**TASK DETAILS**
Print every entry exactly as written.

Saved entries
*** Begin section ***

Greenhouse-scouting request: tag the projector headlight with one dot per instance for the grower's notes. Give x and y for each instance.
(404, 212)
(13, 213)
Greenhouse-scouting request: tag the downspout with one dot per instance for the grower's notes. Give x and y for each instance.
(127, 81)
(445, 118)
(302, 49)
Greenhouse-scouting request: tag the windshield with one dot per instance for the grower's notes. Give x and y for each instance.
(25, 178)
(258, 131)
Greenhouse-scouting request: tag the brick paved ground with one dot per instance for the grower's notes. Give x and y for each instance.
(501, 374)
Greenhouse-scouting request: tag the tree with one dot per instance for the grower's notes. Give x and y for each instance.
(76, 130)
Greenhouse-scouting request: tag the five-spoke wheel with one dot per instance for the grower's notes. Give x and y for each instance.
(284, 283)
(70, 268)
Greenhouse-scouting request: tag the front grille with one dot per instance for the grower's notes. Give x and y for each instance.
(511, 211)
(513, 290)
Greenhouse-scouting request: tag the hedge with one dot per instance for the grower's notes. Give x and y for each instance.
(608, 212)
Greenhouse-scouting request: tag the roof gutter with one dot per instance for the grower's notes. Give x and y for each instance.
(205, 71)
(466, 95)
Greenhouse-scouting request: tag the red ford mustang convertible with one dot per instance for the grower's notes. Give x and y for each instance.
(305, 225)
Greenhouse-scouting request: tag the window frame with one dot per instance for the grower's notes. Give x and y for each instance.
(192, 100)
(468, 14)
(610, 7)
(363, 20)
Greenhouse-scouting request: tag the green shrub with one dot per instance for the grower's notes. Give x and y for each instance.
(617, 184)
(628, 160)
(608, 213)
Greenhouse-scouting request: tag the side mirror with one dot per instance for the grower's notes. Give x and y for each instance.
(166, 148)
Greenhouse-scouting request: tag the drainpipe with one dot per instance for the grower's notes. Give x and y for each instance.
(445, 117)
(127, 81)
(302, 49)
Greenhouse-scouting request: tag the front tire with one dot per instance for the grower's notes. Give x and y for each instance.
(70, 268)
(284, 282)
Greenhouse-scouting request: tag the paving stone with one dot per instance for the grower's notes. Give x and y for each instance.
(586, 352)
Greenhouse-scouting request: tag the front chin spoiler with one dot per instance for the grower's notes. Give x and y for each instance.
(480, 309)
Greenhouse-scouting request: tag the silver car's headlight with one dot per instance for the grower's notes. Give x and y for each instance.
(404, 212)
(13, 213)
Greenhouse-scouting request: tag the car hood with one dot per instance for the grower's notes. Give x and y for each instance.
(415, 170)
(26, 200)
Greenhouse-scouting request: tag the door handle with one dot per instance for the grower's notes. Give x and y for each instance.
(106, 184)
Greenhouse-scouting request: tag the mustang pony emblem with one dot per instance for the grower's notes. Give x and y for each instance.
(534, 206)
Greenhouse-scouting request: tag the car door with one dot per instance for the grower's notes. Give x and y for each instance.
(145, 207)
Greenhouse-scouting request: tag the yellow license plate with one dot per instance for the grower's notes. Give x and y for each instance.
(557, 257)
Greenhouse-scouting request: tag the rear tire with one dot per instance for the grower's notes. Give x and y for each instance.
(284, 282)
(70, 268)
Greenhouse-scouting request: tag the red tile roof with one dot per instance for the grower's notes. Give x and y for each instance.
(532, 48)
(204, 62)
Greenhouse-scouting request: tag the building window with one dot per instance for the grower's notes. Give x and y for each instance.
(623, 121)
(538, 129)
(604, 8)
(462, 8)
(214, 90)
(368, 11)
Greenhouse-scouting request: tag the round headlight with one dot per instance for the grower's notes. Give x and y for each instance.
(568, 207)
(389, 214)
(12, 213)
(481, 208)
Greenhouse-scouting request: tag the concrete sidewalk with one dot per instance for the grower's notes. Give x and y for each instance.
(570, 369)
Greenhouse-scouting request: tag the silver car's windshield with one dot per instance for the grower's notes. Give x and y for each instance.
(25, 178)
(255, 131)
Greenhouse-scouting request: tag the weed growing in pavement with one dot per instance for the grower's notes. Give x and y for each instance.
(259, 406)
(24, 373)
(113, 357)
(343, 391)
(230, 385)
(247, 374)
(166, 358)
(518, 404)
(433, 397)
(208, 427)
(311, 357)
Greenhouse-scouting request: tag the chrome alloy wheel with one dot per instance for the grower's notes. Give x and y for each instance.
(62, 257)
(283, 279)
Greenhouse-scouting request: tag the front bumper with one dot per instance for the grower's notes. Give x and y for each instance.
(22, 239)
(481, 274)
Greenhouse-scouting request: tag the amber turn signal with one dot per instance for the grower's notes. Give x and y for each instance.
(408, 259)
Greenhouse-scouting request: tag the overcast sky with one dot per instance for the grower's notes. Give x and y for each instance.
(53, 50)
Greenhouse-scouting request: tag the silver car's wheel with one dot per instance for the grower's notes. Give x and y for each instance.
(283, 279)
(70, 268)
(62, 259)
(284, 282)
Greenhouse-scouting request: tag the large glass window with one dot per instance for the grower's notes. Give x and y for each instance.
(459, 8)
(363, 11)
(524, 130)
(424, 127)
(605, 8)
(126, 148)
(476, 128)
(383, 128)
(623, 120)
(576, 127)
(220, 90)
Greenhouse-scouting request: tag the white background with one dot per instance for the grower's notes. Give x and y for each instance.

*** End section ***

**EXPECTED ANSWER**
Greenhouse-scouting request: tag the projector headlight with one dot per instance for the grower's notes. Give x and y for each instance.
(404, 212)
(13, 213)
Greenhouse-scouting request: tag the downspout with one dot per instance for the grower's notes. Give x and y for each instance.
(127, 81)
(445, 118)
(302, 49)
Greenhouse-scouting request: tag the windshield with one dot per instance for the grower's notes. Give x and y for each instance.
(25, 178)
(258, 131)
Greenhouse-scouting request: tag the brick paved ground with one dot per instance for the grower's notes. Give x and y for each instance.
(501, 374)
Greenhouse-scouting request: tag the tree with one dot per instance for the grower's notes. Give x and y for each instance.
(76, 130)
Greenhouse-scouting request: tag the five-spoke wheel with one dot per instance for the grower's notes. Give x and y for each instance.
(284, 283)
(70, 268)
Greenhouse-scouting request: tag the front grille with one dot per instance for the grower's notes. Give x and y for each instance.
(511, 211)
(513, 290)
Greenhouse-scouting request: tag the hedge with one dot per instance for the grower's notes. Give x and y for each instance.
(608, 212)
Greenhouse-scouting request: tag the roof gutter with one dot per instance for the grower's notes. Give x and y for each instance.
(205, 71)
(466, 95)
Greenhouse-scouting request: tag the red ford mustang convertible with one dot per instance for the grower's notes. Give x and y for each instance.
(305, 225)
Greenhouse-scouting request: tag the window frame with one dot per instance for the grower's notes. Give x and y for each instance.
(192, 100)
(468, 14)
(610, 7)
(363, 20)
Greenhouse-scouting request: tag the green shrub with one dot per instance for the grower's notes. Give x and y for each instance.
(617, 184)
(628, 160)
(608, 213)
Greenhouse-scouting request: tag the side mirror with one dot per instance for the grower's notes. Give x and y for each instance.
(166, 148)
Greenhouse-scouting request: tag the drainpipe with one dot per instance for the grower's notes. Give x and y for each instance.
(445, 117)
(127, 81)
(302, 49)
Greenhouse-scouting request: tag the front tire with one dot per instance for the grower's notes. Give x and y for each instance.
(70, 268)
(284, 282)
Greenhouse-scouting request: tag the paving stone with one dot per instance for the grower's notes. Give x and y for each instance.
(586, 352)
Greenhouse-scouting request: tag the front chin spoiler with one dot per instance for the grower's notes. Give x and y for each instance.
(480, 309)
Greenhouse-scouting request: tag the silver car's headlight with one dot per instance for the grower's notes. Give x and y for each instance.
(404, 212)
(13, 213)
Greenhouse-scouting request: tag the car hood with one dot per instance for the grower's notes. Give x and y for each instance.
(415, 170)
(26, 200)
Greenhouse-scouting request: tag the door handle with one dot per instance for the grower's notes. Give x and y for each instance.
(106, 184)
Greenhouse-scouting request: tag the mustang pony emblem with one dot per instance for the grower's notes. Give x and y for each instance.
(534, 206)
Greenhouse-scouting request: tag the car door with one dot per instance for the grower's notes. Give x and y for each instance.
(145, 207)
Greenhouse-scouting request: tag the yellow license plate with one dot per instance for the grower's notes. Give x and y for each instance.
(557, 257)
Greenhouse-scouting request: tag the rear tire with one dot per instance for the grower's notes. Give x and y for each instance.
(284, 282)
(70, 268)
Greenhouse-scouting request: tag the red tile roof with one dot per instance for the grower's notes. Give x and y for each instance.
(532, 48)
(204, 62)
Greenhouse-scouting request: tag the building window with one dot per instance for the grower's notes. Give x and y for each instance.
(623, 121)
(538, 129)
(604, 8)
(462, 8)
(214, 90)
(368, 11)
Greenhouse-scouting request: tag the round headlight with one dot per instance for the grower's notes. Give x and y for each instance.
(568, 207)
(389, 214)
(12, 213)
(481, 208)
Greenhouse-scouting request: tag the concrete sidewalk with one dot per instance for the grower's notes. Give x and y for each instance.
(570, 369)
Greenhouse-scouting request: tag the silver car's windshield with one dot per instance for the grower's notes. Give x and y for each instance.
(25, 178)
(255, 131)
Greenhouse-scouting request: tag the weed growing in pavement with one dot per instance for the grower's notes. Give x and y for each instance.
(259, 406)
(24, 373)
(113, 357)
(343, 391)
(230, 385)
(247, 374)
(166, 358)
(518, 404)
(433, 397)
(208, 427)
(311, 357)
Greenhouse-scouting request: tag the chrome alloy wheel with one dot per instance for the grower's notes. Give x and y for each instance.
(62, 257)
(283, 279)
Greenhouse-scouting request: tag the front bumper with one dot per instance for the grower's notes. Give x and y for each instance.
(22, 239)
(481, 274)
Greenhouse-scouting request: tag the amber turn signal with one dot per instance for the grower's notes. Give x and y for each instance.
(408, 259)
Greenhouse-scouting request: tag the overcast sky with one dot per instance for the grower's notes. Give x and y for each instance.
(53, 50)
Greenhouse-scouting request: tag the silver car's wheel with one dot per instance for the grower's notes. Give x and y for each instance.
(283, 279)
(70, 268)
(62, 259)
(284, 282)
Greenhouse-scouting request: tag the large glass window with one dot per instance for the grower's notes. Give x and y for each instance.
(459, 8)
(363, 11)
(524, 130)
(424, 127)
(605, 8)
(126, 148)
(476, 128)
(383, 128)
(623, 120)
(576, 127)
(220, 90)
Greenhouse-scouting request: tag the white background with one dot per instance for the grower's notes. Give x and y for each instance.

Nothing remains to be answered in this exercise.